Retype the material that follows, keeping every word as it is.
______
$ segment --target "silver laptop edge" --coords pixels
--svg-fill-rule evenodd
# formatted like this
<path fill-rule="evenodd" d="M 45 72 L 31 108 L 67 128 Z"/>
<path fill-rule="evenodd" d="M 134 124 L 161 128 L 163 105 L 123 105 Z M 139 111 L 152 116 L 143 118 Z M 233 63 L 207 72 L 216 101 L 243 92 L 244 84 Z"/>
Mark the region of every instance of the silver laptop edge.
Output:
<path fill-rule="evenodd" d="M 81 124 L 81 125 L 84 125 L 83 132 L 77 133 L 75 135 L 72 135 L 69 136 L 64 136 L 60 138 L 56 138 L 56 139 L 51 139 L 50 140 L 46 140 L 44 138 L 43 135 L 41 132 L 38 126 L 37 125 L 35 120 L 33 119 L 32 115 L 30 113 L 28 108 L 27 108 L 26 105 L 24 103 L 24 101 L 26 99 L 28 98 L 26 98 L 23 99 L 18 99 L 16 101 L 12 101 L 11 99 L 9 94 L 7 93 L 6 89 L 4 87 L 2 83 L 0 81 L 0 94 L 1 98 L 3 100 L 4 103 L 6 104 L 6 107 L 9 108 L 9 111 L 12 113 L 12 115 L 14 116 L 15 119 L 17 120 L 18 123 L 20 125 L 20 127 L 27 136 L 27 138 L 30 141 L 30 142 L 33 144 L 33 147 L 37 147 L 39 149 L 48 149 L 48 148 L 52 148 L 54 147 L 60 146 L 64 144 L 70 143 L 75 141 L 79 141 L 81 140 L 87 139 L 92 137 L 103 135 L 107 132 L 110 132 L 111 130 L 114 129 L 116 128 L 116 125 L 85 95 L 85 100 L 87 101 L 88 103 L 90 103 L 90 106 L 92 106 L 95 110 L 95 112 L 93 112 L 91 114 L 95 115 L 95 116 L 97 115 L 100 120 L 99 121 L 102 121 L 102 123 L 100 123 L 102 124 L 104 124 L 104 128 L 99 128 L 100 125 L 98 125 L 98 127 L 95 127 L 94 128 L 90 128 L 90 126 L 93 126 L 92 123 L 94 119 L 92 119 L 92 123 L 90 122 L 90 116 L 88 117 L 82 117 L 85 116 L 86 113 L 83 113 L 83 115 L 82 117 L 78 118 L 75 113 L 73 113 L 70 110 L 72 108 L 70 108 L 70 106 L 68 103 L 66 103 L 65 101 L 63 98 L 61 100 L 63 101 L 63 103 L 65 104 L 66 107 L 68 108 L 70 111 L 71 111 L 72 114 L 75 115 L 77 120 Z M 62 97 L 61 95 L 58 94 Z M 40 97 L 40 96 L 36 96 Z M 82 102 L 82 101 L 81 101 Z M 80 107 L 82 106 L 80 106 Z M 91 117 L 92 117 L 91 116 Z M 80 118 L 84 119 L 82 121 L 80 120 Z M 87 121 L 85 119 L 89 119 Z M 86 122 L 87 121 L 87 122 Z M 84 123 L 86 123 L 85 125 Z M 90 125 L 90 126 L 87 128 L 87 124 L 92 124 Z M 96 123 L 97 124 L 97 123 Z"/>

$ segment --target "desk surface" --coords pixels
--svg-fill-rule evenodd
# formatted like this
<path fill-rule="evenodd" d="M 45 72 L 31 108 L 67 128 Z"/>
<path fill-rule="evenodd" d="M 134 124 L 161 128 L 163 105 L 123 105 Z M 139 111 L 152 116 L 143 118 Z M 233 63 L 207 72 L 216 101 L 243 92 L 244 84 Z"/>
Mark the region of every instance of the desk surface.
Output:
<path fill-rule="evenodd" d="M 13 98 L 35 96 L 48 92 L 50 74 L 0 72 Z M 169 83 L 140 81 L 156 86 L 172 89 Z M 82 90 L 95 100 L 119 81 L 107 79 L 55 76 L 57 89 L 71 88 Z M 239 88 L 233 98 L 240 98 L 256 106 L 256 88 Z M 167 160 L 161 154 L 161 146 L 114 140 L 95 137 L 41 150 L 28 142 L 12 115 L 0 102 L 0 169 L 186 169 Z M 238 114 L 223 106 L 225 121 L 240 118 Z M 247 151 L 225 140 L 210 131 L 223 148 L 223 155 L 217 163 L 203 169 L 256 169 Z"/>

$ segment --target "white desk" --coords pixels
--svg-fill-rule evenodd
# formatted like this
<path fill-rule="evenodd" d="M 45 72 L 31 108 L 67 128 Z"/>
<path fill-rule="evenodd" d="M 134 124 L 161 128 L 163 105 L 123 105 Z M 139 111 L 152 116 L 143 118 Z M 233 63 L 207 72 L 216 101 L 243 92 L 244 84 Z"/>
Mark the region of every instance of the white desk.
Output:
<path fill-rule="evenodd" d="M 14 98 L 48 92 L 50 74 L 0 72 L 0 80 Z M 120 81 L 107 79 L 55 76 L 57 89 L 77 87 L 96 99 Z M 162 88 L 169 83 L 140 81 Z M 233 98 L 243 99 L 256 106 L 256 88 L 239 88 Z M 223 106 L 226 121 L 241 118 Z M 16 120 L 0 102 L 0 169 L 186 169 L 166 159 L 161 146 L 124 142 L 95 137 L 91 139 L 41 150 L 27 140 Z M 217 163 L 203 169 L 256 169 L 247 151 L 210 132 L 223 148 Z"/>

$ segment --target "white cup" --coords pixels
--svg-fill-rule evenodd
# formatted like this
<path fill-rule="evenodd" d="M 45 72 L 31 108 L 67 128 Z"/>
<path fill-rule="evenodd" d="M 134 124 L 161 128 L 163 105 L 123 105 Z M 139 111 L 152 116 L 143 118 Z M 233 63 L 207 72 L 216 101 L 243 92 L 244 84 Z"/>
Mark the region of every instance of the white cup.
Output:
______
:: Written response ::
$ segment --target "silver laptop edge" --coords pixels
--svg-fill-rule evenodd
# formatted like this
<path fill-rule="evenodd" d="M 45 72 L 31 108 L 67 128 Z"/>
<path fill-rule="evenodd" d="M 134 124 L 161 128 L 163 105 L 123 105 Z M 139 111 L 152 116 L 143 118 Z M 233 63 L 207 72 L 216 101 L 243 92 L 244 84 Z"/>
Mark the region of every instance of the silver laptop edge.
Output:
<path fill-rule="evenodd" d="M 81 124 L 81 125 L 84 125 L 83 132 L 77 133 L 75 135 L 72 135 L 69 136 L 64 136 L 60 138 L 56 138 L 56 139 L 51 139 L 50 140 L 46 140 L 44 138 L 43 135 L 41 132 L 38 126 L 37 125 L 35 120 L 33 119 L 32 115 L 30 113 L 28 108 L 27 108 L 26 105 L 24 103 L 24 101 L 26 99 L 28 98 L 26 98 L 23 99 L 18 99 L 16 101 L 12 101 L 11 99 L 9 94 L 7 93 L 6 89 L 4 87 L 2 83 L 0 81 L 0 94 L 1 98 L 3 100 L 4 103 L 6 104 L 6 107 L 9 108 L 9 111 L 12 113 L 12 115 L 14 116 L 15 119 L 17 120 L 18 123 L 20 125 L 20 127 L 27 136 L 27 138 L 30 141 L 30 142 L 33 144 L 33 147 L 37 147 L 39 149 L 48 149 L 48 148 L 52 148 L 54 147 L 60 146 L 64 144 L 70 143 L 75 141 L 79 141 L 81 140 L 87 139 L 92 137 L 103 135 L 107 132 L 110 132 L 111 130 L 114 129 L 116 128 L 116 125 L 85 95 L 85 100 L 87 101 L 88 103 L 90 103 L 90 106 L 92 106 L 95 110 L 95 112 L 93 112 L 91 114 L 95 115 L 95 116 L 97 115 L 100 120 L 99 121 L 102 121 L 102 123 L 100 123 L 102 124 L 104 124 L 104 128 L 99 128 L 100 125 L 98 125 L 98 127 L 95 127 L 94 128 L 90 128 L 90 126 L 93 126 L 92 123 L 94 119 L 92 119 L 92 123 L 90 122 L 90 116 L 88 117 L 82 117 L 85 116 L 86 113 L 83 113 L 83 115 L 82 117 L 78 118 L 75 113 L 73 113 L 70 110 L 72 108 L 70 108 L 70 106 L 68 103 L 66 103 L 65 101 L 63 98 L 61 100 L 63 101 L 63 103 L 65 104 L 66 107 L 68 108 L 70 111 L 71 111 L 72 114 L 75 115 L 77 120 Z M 62 97 L 61 95 L 58 94 Z M 40 97 L 40 96 L 36 96 Z M 82 102 L 82 101 L 81 101 Z M 80 107 L 82 106 L 80 106 Z M 91 117 L 92 117 L 91 116 Z M 80 118 L 84 119 L 82 121 L 80 120 Z M 87 121 L 85 119 L 89 119 Z M 86 122 L 87 121 L 87 122 Z M 84 123 L 86 123 L 85 125 Z M 90 125 L 90 126 L 87 128 L 87 124 L 92 124 Z M 96 123 L 97 124 L 97 123 Z"/>

$ segment --target "desk surface" --coords pixels
--svg-fill-rule evenodd
# formatted like this
<path fill-rule="evenodd" d="M 45 72 L 31 108 L 67 128 Z"/>
<path fill-rule="evenodd" d="M 134 124 L 161 128 L 163 105 L 123 105 Z M 139 111 L 152 116 L 143 118 Z M 233 63 L 207 72 L 216 101 L 243 92 L 244 84 Z"/>
Mark the region of every instance of the desk surface.
Output:
<path fill-rule="evenodd" d="M 13 98 L 35 96 L 48 92 L 50 74 L 0 72 Z M 169 83 L 140 81 L 156 86 L 172 89 Z M 82 90 L 95 100 L 119 81 L 107 79 L 55 76 L 57 89 L 71 88 Z M 239 88 L 233 98 L 240 98 L 256 106 L 256 88 Z M 167 160 L 161 154 L 161 146 L 114 140 L 95 137 L 41 150 L 28 142 L 12 115 L 0 102 L 0 169 L 186 169 Z M 238 114 L 223 106 L 225 121 L 240 118 Z M 247 151 L 225 140 L 210 131 L 223 148 L 223 155 L 217 163 L 203 169 L 256 169 Z"/>

$ segment --target "white desk" --coords pixels
--svg-fill-rule evenodd
# formatted like this
<path fill-rule="evenodd" d="M 45 72 L 31 108 L 67 128 Z"/>
<path fill-rule="evenodd" d="M 134 124 L 161 128 L 163 105 L 123 105 Z M 139 111 L 152 116 L 143 118 Z M 233 63 L 207 72 L 216 101 L 243 92 L 244 84 Z"/>
Mark the region of every instance of the white desk.
Output:
<path fill-rule="evenodd" d="M 14 98 L 48 92 L 50 74 L 0 72 L 0 80 Z M 120 81 L 107 79 L 55 76 L 57 89 L 77 87 L 96 99 Z M 162 88 L 169 83 L 140 81 Z M 233 98 L 243 99 L 256 106 L 256 88 L 239 88 Z M 223 106 L 226 121 L 241 118 Z M 16 120 L 0 102 L 0 169 L 186 169 L 166 159 L 161 146 L 124 142 L 95 137 L 91 139 L 41 150 L 27 140 Z M 217 163 L 203 169 L 256 169 L 247 151 L 210 132 L 223 148 Z"/>

$ segment --target "white cup" --coords pixels
--svg-fill-rule evenodd
# formatted like this
<path fill-rule="evenodd" d="M 45 72 L 31 108 L 67 128 Z"/>
<path fill-rule="evenodd" d="M 134 124 L 161 128 L 163 105 L 123 105 Z M 139 111 L 152 116 L 143 118 Z M 233 63 L 207 72 L 216 101 L 243 92 L 244 84 Z"/>
Mark the region of every instance of the white cup.
Output:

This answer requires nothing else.